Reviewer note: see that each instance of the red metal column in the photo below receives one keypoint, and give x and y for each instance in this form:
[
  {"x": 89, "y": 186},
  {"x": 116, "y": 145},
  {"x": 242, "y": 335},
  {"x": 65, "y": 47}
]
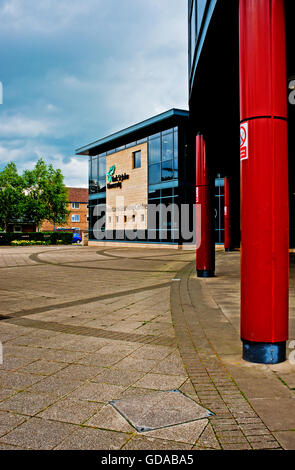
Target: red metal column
[
  {"x": 206, "y": 252},
  {"x": 227, "y": 215},
  {"x": 264, "y": 181}
]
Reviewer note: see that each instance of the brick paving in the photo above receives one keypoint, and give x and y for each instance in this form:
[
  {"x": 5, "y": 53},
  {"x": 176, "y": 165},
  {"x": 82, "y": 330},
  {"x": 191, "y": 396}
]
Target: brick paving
[{"x": 81, "y": 327}]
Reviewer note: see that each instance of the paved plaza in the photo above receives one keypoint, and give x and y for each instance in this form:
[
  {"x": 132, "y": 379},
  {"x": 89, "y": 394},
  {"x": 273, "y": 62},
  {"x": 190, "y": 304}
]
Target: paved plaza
[{"x": 125, "y": 348}]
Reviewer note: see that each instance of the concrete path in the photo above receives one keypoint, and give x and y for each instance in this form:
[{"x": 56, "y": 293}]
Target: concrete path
[{"x": 82, "y": 327}]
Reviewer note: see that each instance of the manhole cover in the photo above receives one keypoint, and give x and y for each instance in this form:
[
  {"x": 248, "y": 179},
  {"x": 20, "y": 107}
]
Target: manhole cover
[{"x": 159, "y": 410}]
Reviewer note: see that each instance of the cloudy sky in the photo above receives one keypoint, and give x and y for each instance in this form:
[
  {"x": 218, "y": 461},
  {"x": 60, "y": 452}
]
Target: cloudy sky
[{"x": 74, "y": 71}]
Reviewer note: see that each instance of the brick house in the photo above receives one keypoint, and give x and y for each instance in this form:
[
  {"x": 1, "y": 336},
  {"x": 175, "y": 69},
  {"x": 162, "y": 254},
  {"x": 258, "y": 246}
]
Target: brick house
[{"x": 78, "y": 217}]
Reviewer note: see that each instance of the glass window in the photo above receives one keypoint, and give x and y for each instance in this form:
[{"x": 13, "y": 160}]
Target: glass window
[
  {"x": 155, "y": 151},
  {"x": 122, "y": 147},
  {"x": 167, "y": 131},
  {"x": 155, "y": 194},
  {"x": 167, "y": 147},
  {"x": 94, "y": 169},
  {"x": 176, "y": 144},
  {"x": 137, "y": 159},
  {"x": 167, "y": 170},
  {"x": 154, "y": 136},
  {"x": 167, "y": 192},
  {"x": 131, "y": 144},
  {"x": 155, "y": 173}
]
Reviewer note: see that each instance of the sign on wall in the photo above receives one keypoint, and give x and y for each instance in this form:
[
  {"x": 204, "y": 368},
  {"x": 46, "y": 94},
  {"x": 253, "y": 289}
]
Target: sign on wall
[{"x": 244, "y": 141}]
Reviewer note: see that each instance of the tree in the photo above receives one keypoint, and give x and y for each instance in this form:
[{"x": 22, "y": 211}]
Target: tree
[
  {"x": 46, "y": 194},
  {"x": 12, "y": 198}
]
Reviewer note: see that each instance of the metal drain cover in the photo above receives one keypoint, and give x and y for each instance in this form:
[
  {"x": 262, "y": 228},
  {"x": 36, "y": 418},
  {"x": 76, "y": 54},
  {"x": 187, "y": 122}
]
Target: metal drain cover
[{"x": 159, "y": 410}]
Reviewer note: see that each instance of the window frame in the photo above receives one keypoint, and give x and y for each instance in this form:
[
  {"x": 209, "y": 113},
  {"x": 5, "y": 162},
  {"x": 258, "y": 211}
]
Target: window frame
[{"x": 74, "y": 216}]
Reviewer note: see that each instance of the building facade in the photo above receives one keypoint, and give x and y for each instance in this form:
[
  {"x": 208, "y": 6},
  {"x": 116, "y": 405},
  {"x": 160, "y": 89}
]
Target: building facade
[
  {"x": 138, "y": 180},
  {"x": 78, "y": 208},
  {"x": 242, "y": 101}
]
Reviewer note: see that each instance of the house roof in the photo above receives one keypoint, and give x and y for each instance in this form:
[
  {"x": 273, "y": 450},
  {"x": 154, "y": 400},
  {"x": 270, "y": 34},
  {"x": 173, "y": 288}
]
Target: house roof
[{"x": 78, "y": 194}]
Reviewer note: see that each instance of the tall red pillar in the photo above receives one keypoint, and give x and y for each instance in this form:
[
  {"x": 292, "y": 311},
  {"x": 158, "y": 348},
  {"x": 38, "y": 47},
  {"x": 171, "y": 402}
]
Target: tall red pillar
[
  {"x": 227, "y": 216},
  {"x": 264, "y": 181},
  {"x": 205, "y": 262}
]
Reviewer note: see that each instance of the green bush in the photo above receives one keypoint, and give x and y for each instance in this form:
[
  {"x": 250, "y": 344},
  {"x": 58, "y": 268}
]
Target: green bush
[{"x": 49, "y": 238}]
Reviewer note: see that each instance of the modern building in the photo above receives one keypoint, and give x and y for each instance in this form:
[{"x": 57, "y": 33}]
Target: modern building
[
  {"x": 144, "y": 167},
  {"x": 78, "y": 208}
]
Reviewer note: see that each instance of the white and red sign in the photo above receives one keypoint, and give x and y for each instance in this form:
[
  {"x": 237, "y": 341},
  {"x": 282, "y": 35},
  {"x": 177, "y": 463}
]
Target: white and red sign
[{"x": 244, "y": 141}]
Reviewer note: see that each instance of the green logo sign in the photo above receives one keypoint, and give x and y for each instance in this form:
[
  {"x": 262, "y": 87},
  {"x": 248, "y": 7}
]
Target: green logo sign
[{"x": 110, "y": 173}]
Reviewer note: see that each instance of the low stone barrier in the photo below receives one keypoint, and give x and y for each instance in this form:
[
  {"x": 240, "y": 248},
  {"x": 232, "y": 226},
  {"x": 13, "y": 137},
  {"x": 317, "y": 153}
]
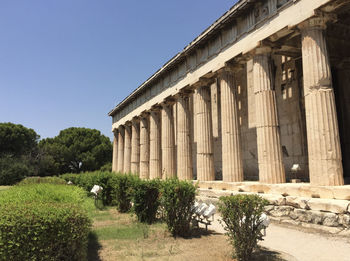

::::::::::

▸ **Stated goal**: Please copy out all of the material above word for word, leaving out the pictures.

▸ **Solution to this exercise**:
Reviewer note: see that each instance of the red metal column in the photo below receives one keypoint, and give x and y for each instance in this form:
[
  {"x": 89, "y": 186},
  {"x": 116, "y": 145},
  {"x": 242, "y": 335},
  {"x": 65, "y": 47}
]
Target: red metal column
[
  {"x": 206, "y": 252},
  {"x": 227, "y": 215},
  {"x": 264, "y": 181}
]
Reviewer note: see that each instance of the brick paving in the photo above receives one keypoint, and give x and y for each instance in this form:
[
  {"x": 5, "y": 53},
  {"x": 176, "y": 165},
  {"x": 82, "y": 330},
  {"x": 191, "y": 396}
]
Target: brick paving
[{"x": 81, "y": 327}]
Reviewer note: see that each instance of the paved plaza in the photo above receives one keypoint, and give x and y for each instance in this form:
[
  {"x": 132, "y": 379},
  {"x": 89, "y": 394},
  {"x": 273, "y": 62},
  {"x": 190, "y": 304}
]
Target: paved plaza
[{"x": 125, "y": 348}]
Reviewer note: see that each instance of the concrete path in the photo above receives one keypoint, and give x and y for each instance in this form:
[{"x": 56, "y": 293}]
Target: concrete path
[{"x": 82, "y": 327}]
Reviewer note: see that each instance of the manhole cover in the photo above receives one keypoint, and give x and y for each instance in this form:
[
  {"x": 248, "y": 179},
  {"x": 20, "y": 107}
]
Target: manhole cover
[{"x": 159, "y": 410}]
Reviewer note: see that each instance of the cloudy sky in the photo above receives one keypoint, and give x and y for each instance in this form:
[
  {"x": 218, "y": 461},
  {"x": 60, "y": 452}
]
Target: cloudy sky
[{"x": 74, "y": 71}]
Reviewer note: see that each instance of the brick house in the photo above receives one keypoint, and give x and y for each instance in this form:
[
  {"x": 1, "y": 336},
  {"x": 175, "y": 69},
  {"x": 162, "y": 254},
  {"x": 258, "y": 246}
]
Target: brick house
[{"x": 78, "y": 217}]
Reviewer note: see that each instance of the glass window in the photo above receives one keypoint, and give x and y for each instance in this form:
[{"x": 13, "y": 160}]
Target: glass window
[
  {"x": 155, "y": 151},
  {"x": 122, "y": 147},
  {"x": 167, "y": 131},
  {"x": 155, "y": 194},
  {"x": 167, "y": 147},
  {"x": 94, "y": 169},
  {"x": 176, "y": 144},
  {"x": 137, "y": 159},
  {"x": 167, "y": 170},
  {"x": 154, "y": 136},
  {"x": 167, "y": 192},
  {"x": 131, "y": 144},
  {"x": 155, "y": 173}
]
Reviewer note: see that each instance of the sign on wall in the photo above receives one keypoint, and give x and y for each instance in this form:
[
  {"x": 204, "y": 368},
  {"x": 46, "y": 94},
  {"x": 253, "y": 289}
]
Target: sign on wall
[{"x": 244, "y": 141}]
Reviewer note: see that each instance of the tree in the photo above receives one keypoint, and give x and y for each instance in this form:
[{"x": 22, "y": 211}]
Target: tree
[
  {"x": 46, "y": 194},
  {"x": 12, "y": 198}
]
Reviewer note: see that each instance of the metal drain cover in the photo above receives one keypoint, and give x and y for each instance in this form:
[
  {"x": 262, "y": 228},
  {"x": 36, "y": 418},
  {"x": 76, "y": 54},
  {"x": 187, "y": 122}
]
Target: metal drain cover
[{"x": 159, "y": 410}]
Reviewer note: see that each instance of the window frame in the photo above receives one keypoint, and give x and y for each instance in this form:
[
  {"x": 209, "y": 113},
  {"x": 5, "y": 162},
  {"x": 258, "y": 211}
]
Target: window frame
[{"x": 74, "y": 216}]
Reviewer note: see that each instance of the building facade in the photo above receives one keypoint, and give x and y for each instance in this form:
[
  {"x": 208, "y": 6},
  {"x": 116, "y": 405},
  {"x": 160, "y": 89}
]
Target: building facade
[
  {"x": 138, "y": 180},
  {"x": 78, "y": 208},
  {"x": 242, "y": 101}
]
Reviewer note: see that each instance of the house roof in the photo above receives one keypoint, and give x and y for each instance in this form:
[
  {"x": 273, "y": 450},
  {"x": 154, "y": 400},
  {"x": 270, "y": 34},
  {"x": 173, "y": 288}
]
Target: house roof
[{"x": 78, "y": 194}]
Reviewer note: see that each instance of the tall red pillar in the photo above receives one keypoint, and give x and y for each instance in this form:
[
  {"x": 292, "y": 311},
  {"x": 158, "y": 348},
  {"x": 38, "y": 47},
  {"x": 171, "y": 402}
]
Target: tall red pillar
[
  {"x": 227, "y": 216},
  {"x": 264, "y": 181},
  {"x": 205, "y": 262}
]
Reviewer note: see that each instance of the green bush in the photo above receives one keypoint, and give x and y for each instance in this form:
[
  {"x": 250, "y": 344},
  {"x": 58, "y": 268}
]
Target: green bush
[{"x": 49, "y": 238}]
Reviewer note: see that each instance of the modern building in the photo above receives one keypoint, and give x and y for each instance in this form:
[{"x": 57, "y": 33}]
Target: modern building
[
  {"x": 144, "y": 167},
  {"x": 78, "y": 208}
]
Reviewer note: see that each instance of the white and red sign in the photo above receives one keypoint, and give x and y for each instance in this form:
[
  {"x": 237, "y": 341},
  {"x": 282, "y": 35},
  {"x": 177, "y": 463}
]
Target: white and red sign
[{"x": 244, "y": 141}]
Reviewer note: see that each instance of the green logo sign in the photo above receives one keypoint, and give x and y for each instance in this form:
[
  {"x": 262, "y": 87},
  {"x": 248, "y": 7}
]
Target: green logo sign
[{"x": 110, "y": 173}]
Reviewer note: see that each instance of the low stone barrier in the photo below receives one keypoint, and give x and y for each instance in this form:
[
  {"x": 240, "y": 248},
  {"x": 232, "y": 226},
  {"x": 13, "y": 137},
  {"x": 317, "y": 153}
]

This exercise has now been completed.